The exercise:
What follows is a listing. Return every line of it exactly.

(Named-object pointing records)
________

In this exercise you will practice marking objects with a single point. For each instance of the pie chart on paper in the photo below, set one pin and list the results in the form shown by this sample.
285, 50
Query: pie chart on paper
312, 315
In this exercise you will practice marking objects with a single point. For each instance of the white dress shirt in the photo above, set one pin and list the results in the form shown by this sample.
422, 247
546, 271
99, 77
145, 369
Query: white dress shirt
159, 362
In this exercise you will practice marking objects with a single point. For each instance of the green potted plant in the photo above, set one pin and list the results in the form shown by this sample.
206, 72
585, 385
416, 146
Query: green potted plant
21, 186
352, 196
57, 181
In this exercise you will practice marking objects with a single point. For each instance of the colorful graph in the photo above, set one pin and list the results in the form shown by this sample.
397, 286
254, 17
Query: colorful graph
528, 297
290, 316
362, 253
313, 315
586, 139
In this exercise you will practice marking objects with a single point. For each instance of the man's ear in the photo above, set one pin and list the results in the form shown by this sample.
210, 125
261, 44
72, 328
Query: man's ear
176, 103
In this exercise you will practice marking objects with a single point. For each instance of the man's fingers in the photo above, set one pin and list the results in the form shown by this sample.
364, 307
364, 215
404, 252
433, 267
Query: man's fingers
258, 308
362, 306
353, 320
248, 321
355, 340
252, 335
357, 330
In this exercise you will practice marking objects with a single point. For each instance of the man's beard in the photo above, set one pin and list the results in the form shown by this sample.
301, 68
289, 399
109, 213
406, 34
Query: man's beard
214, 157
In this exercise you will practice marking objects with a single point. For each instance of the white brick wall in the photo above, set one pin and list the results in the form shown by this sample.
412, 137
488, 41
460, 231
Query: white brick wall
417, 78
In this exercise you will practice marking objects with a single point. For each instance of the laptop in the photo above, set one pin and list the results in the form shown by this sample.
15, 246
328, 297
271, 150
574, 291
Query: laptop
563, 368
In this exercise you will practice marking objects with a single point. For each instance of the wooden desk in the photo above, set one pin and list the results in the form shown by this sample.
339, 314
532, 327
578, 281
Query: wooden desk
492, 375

________

Written response:
In this exercise you will practice marking objects with a single point. For each instance of the pie chart on paper in the photo below, set one pin and list the results in the form shown by this sample.
285, 50
Query: pie chart on paper
312, 315
In this exercise you will practice marking objects with a single point. For each instance of the white dress shirt in the photo above, set one pin and list the results in the form shown by this sample.
422, 247
546, 271
99, 77
145, 369
Query: white dress shirt
159, 362
In this exercise you will practice marking objects with a single point. For each instance of the green potted plant in the photo above, set one pin and list the results in the form shown by this sample.
206, 72
585, 385
416, 146
Query: green potted plant
21, 186
352, 196
57, 181
In this exercise you will practice marking objects with a single point. For each instance of the colorful graph in the photo above, set one pin and list the results in the form shown by this sample.
397, 286
254, 17
Query: colorful graph
528, 297
290, 316
362, 253
313, 315
586, 139
In this exercise you will practice marking objects with a single point. For each instance of the man's ear in the photo above, set one pin and list the results in the form shown by this sample.
210, 125
261, 44
72, 328
Query: man's ear
176, 103
In this exercise you will practice marking objects with a single point. For each instance of the man's fingers in the photo above, set one pin and list the results in the form shown by this sample.
364, 307
364, 215
404, 252
433, 267
Query: man's fingers
258, 308
362, 306
353, 320
248, 321
355, 340
252, 335
357, 330
In this exercise you will practice marking objects with a single point. For each instance of the man's beard in the photo above, set one pin and list the results in the form shown by this sample.
301, 68
289, 399
109, 213
406, 34
Query: man's beard
214, 157
In this exercise you will practice marking objects with a single point. For each instance of the white brick wall in the photo above, set one pin and list the results in the form shown by this sample.
412, 137
488, 41
460, 231
Query: white brick wall
417, 78
In this exercise you will practice marking objects with a single point. For each instance of the laptop in the photo above, set one pin and list the results in the form shown by this sample.
15, 246
328, 297
271, 150
574, 291
Query: laptop
563, 368
In this exercise you will practice marking objects with a single point. For each instance of the wooden desk in the photo above, set one pin and list the results in the form shown by this sample.
339, 314
532, 327
578, 281
Query: wooden desk
492, 375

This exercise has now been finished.